- **Data for the task**:

-=-=-

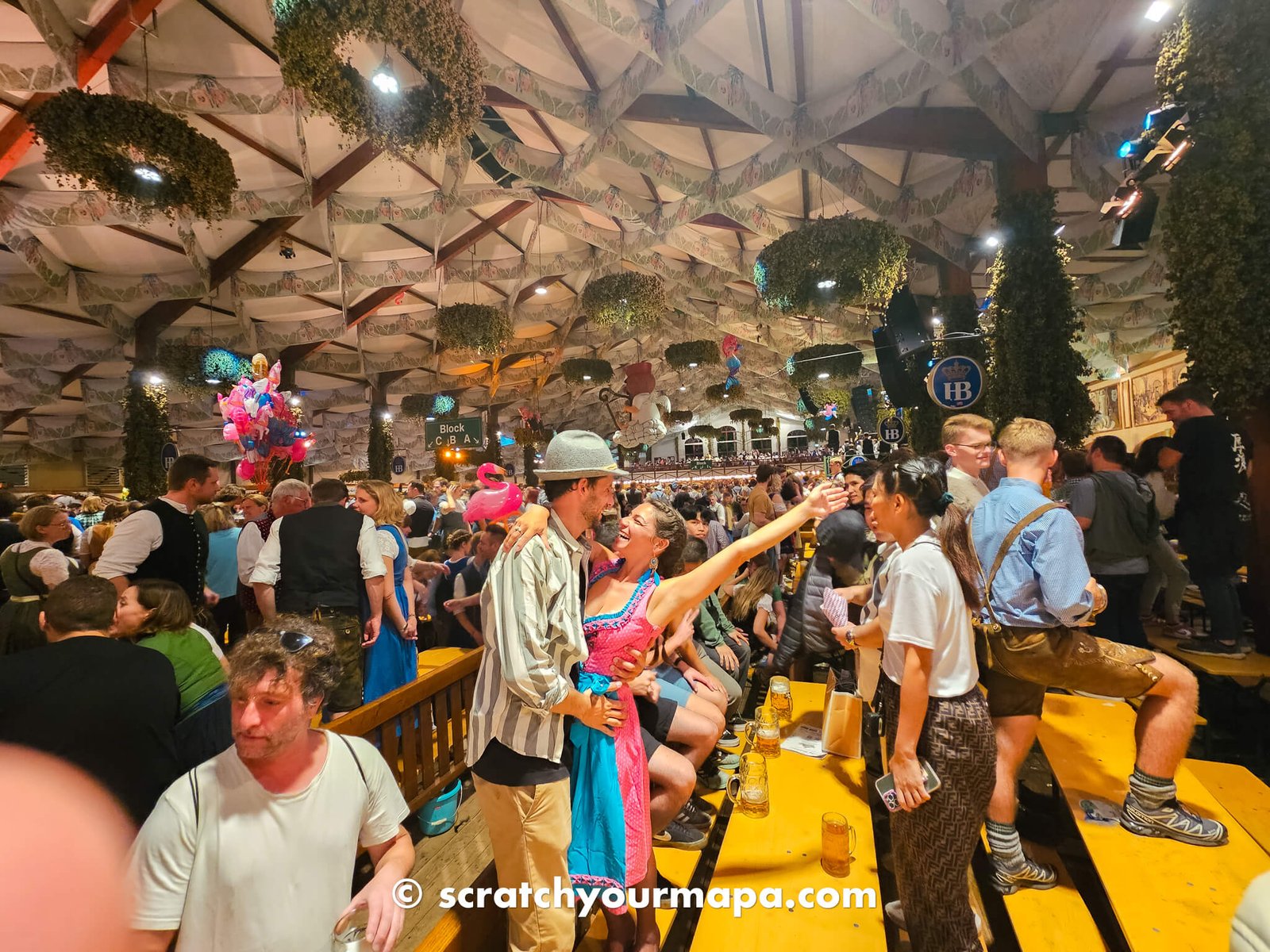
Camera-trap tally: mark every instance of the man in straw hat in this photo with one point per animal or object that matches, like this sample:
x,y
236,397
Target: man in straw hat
x,y
531,609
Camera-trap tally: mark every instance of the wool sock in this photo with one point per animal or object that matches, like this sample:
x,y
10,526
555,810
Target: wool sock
x,y
1005,846
1153,793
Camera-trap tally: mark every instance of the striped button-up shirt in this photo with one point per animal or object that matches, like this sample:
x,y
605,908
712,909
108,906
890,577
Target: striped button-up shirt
x,y
531,615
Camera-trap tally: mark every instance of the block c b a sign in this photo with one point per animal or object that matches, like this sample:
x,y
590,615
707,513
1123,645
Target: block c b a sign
x,y
956,382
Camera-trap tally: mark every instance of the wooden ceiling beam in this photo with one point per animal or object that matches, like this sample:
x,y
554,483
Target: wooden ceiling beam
x,y
97,50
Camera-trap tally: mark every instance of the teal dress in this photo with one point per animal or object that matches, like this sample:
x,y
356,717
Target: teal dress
x,y
391,662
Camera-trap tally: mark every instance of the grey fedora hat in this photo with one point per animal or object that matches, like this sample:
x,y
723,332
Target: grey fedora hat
x,y
575,455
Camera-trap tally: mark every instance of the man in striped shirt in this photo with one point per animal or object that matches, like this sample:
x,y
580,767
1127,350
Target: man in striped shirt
x,y
531,616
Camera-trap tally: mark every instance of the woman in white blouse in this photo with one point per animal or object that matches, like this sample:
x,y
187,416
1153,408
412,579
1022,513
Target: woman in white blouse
x,y
31,570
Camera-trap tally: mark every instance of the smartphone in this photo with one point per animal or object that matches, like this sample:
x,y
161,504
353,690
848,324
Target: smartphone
x,y
887,786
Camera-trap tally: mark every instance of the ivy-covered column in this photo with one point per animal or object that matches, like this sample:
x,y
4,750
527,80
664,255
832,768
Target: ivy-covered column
x,y
145,429
1217,234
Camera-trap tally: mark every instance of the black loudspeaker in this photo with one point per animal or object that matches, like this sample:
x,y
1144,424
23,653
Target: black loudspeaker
x,y
899,385
861,405
905,323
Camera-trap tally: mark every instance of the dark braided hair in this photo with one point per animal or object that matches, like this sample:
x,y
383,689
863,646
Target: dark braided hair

-=-=-

- **Brief**: Can you reproduce only the lines from the one containing "Camera-trap tally: mark every instance of the ivy-covered" up to and including the final line, requests included, with every answer coordinate multiplied by 0.45 and rounded to a whole number, halves rounding up? Keep the numbers in the requests and their format samples unchanged.

- **Exercise response**:
Camera-trap tally: mark every instance of the ivy-covered column in this photo with one point per animal or object that matches, like this sample:
x,y
4,750
527,80
664,255
832,768
Target: ivy-covered column
x,y
65,193
548,105
Camera-trap tally: mark every instance of the black loudspeaker in this photo with one point per animal or object that matches, like this sample:
x,y
1144,424
23,653
Target: black loudspeaker
x,y
405,173
387,182
407,145
Camera-trap tally: mark every instance of the dark braided hair in this photo with one point per animal or object that matches, like this sample:
x,y
383,689
863,646
Target: dark braided hair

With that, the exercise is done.